# Task requirements
Among the entries below, how many lines contain the string "order"? Only the number is wanted.

(Dataset entries)
—————

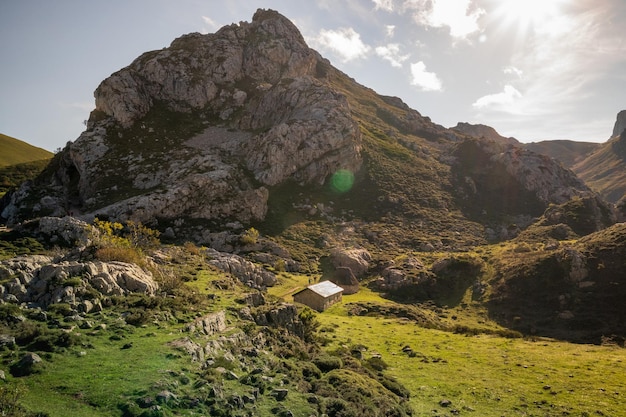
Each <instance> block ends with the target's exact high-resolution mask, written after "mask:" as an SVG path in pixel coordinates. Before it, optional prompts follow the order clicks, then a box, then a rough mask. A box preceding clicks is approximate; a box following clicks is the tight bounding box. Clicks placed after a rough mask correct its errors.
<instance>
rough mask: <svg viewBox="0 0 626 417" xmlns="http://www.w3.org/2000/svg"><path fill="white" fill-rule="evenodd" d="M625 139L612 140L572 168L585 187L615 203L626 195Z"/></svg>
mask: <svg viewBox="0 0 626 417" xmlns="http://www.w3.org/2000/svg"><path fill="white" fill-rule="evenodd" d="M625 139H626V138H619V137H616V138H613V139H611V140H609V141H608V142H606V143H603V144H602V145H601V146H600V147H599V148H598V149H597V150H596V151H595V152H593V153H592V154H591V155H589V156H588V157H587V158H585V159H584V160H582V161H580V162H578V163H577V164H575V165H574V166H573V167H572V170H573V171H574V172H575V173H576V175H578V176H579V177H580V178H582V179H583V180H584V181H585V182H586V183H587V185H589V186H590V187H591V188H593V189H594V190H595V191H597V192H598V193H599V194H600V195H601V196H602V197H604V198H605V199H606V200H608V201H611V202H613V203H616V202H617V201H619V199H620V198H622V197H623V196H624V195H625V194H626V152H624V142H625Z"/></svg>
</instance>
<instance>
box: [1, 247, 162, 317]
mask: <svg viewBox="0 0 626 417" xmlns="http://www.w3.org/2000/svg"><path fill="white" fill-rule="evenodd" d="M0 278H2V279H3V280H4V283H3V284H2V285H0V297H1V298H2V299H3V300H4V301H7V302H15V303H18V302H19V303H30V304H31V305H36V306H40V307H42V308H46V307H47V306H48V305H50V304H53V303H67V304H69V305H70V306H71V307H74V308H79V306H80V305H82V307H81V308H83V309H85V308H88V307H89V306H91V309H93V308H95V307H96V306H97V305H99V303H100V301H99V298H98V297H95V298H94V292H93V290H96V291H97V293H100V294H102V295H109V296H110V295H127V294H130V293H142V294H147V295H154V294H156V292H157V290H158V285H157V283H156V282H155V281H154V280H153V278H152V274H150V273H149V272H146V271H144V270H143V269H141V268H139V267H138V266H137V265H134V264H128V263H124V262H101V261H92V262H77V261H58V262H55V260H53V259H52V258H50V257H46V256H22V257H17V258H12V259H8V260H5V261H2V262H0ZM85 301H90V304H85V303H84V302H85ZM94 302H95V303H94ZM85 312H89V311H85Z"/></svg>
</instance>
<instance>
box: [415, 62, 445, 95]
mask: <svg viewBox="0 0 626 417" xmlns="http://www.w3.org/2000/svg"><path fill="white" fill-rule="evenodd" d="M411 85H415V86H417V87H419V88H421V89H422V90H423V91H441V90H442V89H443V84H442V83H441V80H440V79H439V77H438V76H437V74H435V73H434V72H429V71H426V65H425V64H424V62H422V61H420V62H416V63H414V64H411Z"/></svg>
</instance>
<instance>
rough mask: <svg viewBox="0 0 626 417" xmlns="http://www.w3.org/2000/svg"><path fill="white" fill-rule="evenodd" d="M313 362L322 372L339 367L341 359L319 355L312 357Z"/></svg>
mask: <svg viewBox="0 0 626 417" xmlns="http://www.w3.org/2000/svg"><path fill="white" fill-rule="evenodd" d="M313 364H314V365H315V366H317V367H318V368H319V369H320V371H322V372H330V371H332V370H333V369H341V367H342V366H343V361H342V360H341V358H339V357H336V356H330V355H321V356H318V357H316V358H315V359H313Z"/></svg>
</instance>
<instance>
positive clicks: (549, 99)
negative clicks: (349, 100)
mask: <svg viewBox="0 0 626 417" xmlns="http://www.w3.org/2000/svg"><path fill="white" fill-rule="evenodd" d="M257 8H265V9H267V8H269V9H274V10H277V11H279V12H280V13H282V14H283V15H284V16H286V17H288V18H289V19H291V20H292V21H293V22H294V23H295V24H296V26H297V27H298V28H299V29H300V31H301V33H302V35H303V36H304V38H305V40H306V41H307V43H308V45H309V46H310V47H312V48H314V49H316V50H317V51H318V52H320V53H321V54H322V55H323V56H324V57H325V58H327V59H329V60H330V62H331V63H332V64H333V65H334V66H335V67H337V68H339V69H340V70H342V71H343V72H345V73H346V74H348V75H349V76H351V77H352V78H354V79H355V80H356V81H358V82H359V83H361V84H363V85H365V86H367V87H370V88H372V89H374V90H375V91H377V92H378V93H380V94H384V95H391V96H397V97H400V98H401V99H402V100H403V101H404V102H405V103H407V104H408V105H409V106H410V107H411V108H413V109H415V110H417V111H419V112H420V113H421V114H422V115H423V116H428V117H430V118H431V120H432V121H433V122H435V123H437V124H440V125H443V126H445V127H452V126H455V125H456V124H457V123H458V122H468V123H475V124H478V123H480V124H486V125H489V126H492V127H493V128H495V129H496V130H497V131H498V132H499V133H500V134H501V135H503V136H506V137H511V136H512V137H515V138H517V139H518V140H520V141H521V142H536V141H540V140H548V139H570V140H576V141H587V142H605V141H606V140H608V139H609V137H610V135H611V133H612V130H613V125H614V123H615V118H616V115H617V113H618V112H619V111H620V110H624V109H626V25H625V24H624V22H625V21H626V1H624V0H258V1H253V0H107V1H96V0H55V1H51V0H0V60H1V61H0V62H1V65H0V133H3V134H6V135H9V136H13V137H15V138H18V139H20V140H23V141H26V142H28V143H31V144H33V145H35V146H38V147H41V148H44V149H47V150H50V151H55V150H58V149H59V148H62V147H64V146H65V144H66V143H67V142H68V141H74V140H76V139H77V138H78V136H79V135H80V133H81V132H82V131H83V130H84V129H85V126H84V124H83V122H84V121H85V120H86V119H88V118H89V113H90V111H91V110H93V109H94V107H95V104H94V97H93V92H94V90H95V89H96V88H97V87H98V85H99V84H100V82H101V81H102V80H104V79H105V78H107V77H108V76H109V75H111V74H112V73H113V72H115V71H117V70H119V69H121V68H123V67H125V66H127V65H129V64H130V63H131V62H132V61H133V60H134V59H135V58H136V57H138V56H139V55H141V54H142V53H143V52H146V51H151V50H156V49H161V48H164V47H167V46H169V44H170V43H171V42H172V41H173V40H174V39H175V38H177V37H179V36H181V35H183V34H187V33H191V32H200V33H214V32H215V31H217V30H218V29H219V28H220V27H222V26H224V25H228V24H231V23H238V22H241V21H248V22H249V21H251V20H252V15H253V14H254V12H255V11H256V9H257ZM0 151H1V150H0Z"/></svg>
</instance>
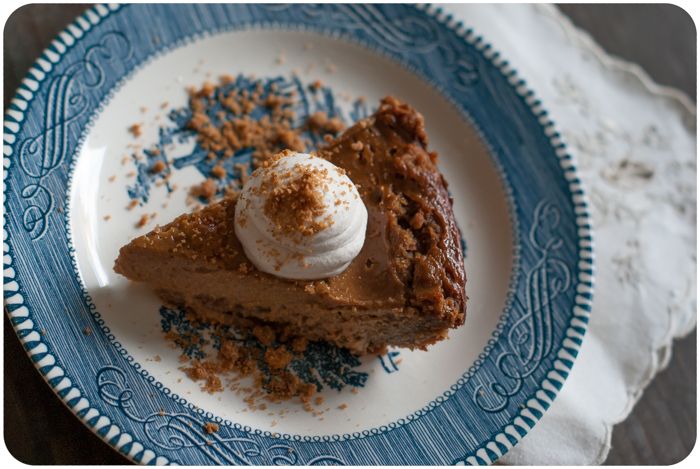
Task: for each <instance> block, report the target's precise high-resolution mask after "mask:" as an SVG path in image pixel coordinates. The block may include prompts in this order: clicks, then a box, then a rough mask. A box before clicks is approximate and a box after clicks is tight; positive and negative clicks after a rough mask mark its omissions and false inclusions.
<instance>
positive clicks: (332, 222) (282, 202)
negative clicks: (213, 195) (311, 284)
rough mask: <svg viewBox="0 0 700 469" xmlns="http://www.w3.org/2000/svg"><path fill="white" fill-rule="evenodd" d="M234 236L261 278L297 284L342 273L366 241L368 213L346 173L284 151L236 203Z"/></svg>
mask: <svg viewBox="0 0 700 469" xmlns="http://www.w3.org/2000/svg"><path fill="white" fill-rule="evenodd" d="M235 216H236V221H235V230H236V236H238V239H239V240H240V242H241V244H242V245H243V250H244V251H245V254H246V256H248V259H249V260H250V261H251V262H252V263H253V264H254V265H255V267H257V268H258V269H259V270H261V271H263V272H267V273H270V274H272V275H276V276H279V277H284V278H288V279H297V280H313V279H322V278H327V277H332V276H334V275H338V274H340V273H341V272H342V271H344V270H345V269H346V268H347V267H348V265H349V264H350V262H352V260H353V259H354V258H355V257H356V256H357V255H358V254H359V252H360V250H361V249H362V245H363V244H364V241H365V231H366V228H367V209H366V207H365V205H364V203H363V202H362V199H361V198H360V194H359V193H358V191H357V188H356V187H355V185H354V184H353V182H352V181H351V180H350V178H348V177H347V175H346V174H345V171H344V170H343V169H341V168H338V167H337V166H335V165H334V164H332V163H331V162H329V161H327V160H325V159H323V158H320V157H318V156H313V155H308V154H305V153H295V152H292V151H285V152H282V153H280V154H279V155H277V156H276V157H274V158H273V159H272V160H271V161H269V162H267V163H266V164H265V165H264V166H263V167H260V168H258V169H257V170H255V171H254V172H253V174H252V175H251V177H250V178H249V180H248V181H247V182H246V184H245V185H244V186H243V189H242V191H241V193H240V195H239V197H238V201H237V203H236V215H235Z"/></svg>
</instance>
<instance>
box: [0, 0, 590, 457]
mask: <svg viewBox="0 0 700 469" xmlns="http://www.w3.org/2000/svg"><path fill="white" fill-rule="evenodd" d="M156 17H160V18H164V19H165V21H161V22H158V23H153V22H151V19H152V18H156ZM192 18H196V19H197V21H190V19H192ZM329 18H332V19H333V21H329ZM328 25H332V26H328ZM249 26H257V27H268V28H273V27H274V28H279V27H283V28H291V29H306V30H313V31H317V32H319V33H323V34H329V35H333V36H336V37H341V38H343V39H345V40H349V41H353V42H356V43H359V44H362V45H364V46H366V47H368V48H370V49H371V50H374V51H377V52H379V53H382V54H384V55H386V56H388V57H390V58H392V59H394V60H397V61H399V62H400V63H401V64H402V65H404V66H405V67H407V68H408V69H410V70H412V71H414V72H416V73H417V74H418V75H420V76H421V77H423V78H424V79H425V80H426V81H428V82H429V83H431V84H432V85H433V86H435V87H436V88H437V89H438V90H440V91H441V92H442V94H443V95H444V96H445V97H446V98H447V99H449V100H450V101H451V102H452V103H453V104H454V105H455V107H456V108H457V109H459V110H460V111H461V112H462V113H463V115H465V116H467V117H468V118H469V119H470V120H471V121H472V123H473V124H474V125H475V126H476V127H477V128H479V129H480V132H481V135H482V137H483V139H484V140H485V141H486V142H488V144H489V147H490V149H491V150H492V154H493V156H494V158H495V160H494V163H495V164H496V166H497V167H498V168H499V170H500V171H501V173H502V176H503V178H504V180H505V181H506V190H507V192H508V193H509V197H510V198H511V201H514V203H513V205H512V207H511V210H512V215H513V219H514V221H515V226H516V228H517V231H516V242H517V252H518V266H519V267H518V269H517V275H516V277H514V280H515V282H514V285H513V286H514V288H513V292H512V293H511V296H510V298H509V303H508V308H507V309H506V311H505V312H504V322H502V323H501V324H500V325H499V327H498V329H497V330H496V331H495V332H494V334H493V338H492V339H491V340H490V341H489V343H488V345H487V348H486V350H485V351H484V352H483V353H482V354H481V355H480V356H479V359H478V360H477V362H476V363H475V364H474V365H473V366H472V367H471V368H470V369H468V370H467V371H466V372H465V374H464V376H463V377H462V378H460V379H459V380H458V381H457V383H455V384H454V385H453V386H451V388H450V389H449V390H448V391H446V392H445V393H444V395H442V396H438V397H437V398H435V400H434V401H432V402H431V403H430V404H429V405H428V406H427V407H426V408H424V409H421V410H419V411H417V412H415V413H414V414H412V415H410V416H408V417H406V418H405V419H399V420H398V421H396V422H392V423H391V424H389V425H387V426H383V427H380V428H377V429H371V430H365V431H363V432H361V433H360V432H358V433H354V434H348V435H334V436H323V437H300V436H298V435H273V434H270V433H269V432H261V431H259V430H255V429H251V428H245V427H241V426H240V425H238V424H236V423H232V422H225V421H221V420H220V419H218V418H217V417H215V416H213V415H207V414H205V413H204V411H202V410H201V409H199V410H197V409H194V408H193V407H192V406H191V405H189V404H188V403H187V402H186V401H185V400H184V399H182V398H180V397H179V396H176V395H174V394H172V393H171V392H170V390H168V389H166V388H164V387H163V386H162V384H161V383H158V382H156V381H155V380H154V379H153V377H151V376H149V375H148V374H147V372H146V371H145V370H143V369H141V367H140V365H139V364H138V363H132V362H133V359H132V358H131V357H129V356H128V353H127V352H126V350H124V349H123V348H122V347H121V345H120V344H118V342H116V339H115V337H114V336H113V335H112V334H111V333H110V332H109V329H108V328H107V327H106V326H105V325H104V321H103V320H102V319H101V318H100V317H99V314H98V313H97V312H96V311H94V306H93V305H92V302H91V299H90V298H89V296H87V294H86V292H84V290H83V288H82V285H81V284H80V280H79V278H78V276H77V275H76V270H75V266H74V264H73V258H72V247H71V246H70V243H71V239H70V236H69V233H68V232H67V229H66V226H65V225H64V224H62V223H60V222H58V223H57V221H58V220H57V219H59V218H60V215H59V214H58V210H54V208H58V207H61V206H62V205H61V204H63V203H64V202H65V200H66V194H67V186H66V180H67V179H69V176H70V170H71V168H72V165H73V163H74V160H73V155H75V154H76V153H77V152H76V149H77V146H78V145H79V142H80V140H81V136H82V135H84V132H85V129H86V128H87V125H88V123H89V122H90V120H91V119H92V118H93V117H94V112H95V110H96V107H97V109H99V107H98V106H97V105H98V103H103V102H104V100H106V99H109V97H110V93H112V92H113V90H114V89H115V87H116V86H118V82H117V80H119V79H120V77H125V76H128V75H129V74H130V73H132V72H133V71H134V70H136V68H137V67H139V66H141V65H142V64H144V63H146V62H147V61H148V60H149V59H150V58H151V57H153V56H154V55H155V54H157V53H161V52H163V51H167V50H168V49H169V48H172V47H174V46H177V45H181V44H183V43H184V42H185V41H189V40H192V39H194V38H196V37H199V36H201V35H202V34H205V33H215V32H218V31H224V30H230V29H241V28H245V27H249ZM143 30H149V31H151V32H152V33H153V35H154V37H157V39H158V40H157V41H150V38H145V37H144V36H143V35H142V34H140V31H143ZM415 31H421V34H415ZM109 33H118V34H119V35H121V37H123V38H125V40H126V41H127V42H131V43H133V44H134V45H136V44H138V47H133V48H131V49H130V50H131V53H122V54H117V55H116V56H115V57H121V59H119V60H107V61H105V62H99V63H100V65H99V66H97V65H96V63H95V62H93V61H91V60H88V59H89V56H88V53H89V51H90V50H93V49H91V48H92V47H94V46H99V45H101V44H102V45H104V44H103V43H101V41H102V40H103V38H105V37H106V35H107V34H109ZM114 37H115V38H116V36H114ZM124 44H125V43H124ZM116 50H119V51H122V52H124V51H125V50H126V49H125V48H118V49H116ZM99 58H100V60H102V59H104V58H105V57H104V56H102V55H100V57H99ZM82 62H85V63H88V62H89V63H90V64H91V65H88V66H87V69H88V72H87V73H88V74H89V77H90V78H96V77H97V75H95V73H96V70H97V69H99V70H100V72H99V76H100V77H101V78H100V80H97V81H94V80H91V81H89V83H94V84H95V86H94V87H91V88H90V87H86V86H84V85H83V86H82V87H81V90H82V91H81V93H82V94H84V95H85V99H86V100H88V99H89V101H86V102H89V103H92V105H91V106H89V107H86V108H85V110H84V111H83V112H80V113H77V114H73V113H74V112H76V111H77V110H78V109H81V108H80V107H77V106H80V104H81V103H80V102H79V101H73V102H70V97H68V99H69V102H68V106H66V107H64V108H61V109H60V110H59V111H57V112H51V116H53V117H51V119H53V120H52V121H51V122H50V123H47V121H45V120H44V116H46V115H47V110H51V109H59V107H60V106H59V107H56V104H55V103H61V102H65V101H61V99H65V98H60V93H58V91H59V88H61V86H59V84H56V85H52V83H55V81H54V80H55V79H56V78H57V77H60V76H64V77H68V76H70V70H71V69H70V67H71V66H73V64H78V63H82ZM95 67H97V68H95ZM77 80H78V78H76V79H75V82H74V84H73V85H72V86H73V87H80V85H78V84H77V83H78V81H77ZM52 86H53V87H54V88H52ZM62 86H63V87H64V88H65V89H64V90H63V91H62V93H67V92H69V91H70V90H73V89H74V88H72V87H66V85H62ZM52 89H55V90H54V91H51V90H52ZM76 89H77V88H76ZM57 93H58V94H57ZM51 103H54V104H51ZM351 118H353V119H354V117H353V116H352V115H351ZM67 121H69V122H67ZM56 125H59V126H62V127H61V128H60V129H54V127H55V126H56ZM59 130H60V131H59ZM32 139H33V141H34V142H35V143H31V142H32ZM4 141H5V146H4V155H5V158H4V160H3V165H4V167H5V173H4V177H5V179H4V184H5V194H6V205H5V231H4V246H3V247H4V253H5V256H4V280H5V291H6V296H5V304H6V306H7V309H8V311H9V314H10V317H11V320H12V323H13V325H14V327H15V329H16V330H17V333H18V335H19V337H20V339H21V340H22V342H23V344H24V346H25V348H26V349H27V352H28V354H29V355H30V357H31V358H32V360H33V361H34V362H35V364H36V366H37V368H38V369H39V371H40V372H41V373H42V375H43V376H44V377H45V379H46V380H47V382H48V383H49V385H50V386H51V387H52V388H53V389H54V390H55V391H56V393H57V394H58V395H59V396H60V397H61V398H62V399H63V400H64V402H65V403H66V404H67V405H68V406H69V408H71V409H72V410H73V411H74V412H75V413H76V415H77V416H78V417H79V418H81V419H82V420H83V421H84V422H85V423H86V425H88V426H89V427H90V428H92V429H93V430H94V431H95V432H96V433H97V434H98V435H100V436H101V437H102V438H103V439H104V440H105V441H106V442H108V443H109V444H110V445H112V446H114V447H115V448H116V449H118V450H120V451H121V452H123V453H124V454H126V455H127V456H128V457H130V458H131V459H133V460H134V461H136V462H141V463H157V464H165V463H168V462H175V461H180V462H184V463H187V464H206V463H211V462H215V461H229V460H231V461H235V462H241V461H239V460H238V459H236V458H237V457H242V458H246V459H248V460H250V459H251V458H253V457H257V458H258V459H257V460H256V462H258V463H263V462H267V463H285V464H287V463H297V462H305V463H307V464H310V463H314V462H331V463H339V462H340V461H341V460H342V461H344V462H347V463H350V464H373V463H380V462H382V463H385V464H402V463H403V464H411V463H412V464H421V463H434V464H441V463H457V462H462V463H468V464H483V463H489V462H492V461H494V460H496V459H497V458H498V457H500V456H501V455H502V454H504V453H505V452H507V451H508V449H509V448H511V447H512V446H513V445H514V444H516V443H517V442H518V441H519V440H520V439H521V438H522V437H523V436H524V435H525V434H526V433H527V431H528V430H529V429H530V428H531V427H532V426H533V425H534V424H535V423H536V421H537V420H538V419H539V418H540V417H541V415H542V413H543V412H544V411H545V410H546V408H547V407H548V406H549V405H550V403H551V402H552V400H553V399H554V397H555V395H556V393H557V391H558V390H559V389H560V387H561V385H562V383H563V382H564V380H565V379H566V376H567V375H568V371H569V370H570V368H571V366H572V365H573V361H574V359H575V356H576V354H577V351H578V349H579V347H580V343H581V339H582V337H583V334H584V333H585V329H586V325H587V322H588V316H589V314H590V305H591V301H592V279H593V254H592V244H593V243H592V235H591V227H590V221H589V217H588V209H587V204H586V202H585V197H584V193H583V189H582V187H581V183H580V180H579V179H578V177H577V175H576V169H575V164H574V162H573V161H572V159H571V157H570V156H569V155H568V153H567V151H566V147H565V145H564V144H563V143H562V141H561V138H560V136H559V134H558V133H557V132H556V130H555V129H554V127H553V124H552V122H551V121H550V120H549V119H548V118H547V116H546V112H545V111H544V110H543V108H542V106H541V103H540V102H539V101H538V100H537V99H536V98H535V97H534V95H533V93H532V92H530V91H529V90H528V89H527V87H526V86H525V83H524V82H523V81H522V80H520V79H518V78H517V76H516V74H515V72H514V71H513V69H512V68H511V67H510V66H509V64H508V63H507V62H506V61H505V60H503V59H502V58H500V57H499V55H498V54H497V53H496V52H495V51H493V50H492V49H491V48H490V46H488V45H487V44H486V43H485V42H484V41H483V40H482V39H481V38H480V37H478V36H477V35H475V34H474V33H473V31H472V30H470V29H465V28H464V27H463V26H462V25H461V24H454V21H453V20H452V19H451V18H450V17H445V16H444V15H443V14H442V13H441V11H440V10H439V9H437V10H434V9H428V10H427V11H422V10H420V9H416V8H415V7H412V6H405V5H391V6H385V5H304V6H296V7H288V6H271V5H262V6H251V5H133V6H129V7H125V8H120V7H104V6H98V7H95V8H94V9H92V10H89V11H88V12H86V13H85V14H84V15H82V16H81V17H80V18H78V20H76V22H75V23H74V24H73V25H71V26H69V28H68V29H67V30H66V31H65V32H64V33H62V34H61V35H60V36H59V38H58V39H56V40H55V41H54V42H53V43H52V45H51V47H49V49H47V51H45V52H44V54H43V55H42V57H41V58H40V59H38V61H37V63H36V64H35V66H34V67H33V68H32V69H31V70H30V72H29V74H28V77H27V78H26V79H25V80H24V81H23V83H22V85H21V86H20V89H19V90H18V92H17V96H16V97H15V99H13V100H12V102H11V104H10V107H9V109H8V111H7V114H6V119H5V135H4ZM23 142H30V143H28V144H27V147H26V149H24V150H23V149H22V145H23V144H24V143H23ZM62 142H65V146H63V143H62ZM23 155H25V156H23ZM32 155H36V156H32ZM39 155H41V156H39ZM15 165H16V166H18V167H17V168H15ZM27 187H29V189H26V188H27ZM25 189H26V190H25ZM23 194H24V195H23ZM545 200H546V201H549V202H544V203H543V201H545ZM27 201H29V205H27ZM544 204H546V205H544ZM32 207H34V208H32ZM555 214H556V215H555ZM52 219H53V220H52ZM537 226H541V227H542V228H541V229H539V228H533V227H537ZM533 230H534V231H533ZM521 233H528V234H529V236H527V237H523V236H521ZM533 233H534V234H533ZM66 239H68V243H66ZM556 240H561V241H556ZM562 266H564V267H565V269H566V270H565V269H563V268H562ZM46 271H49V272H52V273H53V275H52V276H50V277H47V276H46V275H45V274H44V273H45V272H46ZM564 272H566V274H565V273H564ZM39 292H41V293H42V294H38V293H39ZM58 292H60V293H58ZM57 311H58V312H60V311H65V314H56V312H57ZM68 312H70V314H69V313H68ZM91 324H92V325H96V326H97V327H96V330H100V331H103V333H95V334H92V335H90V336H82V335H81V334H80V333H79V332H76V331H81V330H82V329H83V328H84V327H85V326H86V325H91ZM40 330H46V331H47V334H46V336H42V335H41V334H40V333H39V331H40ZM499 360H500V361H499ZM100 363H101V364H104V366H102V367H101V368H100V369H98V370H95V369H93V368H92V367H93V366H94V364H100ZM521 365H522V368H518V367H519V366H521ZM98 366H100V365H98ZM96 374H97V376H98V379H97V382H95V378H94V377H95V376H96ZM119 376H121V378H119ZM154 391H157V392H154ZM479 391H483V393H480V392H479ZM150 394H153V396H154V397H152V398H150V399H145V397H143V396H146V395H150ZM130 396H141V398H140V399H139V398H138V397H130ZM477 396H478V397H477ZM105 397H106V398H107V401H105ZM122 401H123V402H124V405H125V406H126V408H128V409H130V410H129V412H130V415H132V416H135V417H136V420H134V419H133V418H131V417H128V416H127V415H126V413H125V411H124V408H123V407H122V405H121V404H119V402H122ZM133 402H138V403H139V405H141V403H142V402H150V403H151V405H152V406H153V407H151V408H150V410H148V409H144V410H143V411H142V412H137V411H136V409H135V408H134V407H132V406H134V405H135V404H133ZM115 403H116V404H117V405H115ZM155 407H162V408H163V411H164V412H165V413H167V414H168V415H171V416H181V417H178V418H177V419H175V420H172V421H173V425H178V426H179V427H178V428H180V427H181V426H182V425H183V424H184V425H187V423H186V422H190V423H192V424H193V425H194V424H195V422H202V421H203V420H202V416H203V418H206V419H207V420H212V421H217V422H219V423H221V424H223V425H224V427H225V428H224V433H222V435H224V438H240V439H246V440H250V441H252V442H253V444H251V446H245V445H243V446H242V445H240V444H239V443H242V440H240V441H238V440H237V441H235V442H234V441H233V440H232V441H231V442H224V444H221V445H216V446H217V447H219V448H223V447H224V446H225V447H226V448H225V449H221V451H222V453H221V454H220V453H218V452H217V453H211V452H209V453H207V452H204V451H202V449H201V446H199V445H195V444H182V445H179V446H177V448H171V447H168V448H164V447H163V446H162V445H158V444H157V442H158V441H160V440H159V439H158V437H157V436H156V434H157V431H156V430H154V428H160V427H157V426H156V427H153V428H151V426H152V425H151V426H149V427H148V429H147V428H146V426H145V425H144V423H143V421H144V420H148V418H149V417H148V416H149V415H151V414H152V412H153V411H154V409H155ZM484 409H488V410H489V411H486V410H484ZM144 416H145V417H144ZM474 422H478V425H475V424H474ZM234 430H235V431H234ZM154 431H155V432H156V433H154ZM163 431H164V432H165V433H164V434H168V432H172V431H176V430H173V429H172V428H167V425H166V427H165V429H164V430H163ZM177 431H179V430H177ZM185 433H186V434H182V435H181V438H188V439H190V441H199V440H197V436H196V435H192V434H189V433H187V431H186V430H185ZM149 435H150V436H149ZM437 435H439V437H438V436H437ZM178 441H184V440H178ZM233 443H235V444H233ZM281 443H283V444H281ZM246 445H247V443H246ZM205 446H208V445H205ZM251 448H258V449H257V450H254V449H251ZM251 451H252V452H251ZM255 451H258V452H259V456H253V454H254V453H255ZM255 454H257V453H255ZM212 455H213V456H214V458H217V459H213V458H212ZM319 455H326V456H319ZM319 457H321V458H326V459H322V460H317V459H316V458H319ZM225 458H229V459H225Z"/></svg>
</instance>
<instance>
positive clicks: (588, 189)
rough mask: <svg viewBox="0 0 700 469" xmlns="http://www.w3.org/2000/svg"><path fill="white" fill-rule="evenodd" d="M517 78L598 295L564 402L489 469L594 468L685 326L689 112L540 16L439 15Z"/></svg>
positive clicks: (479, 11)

—————

# Response area
2